### Goal
Reproduce all of the material below verbatim, omitting the pictures.

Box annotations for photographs
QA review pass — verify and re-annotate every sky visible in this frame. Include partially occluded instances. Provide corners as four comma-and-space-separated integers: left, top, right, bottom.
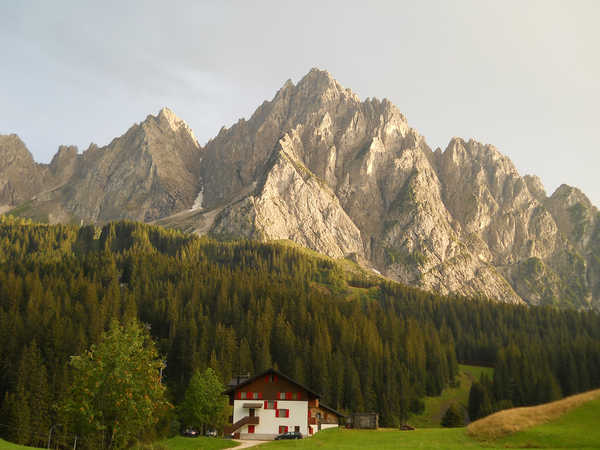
0, 0, 600, 206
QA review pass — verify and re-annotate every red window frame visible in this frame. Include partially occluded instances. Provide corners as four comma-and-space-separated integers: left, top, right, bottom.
275, 408, 290, 417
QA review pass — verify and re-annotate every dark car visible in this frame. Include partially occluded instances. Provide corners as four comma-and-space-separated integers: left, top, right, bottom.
181, 428, 200, 437
275, 431, 302, 441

### Response to the exercise
QA review pass — verify and re-annotate every sky visible in this frame. Include partially occluded instances. Provide corners as four comma-and-space-separated integers: left, top, right, bottom.
0, 0, 600, 206
QA review pass — verify and re-annotate every red window frame visible in this frame. Include partially occluded instances. Provide corners as four comma-and-space-separated integers: left, top, right, bottom.
275, 408, 290, 417
QA review pass — verify and re-annotate every dark car visible in this frame. Include partially occluded instances. Provide corners as four comma-and-space-separated integers: left, top, right, bottom.
181, 428, 200, 437
275, 431, 302, 441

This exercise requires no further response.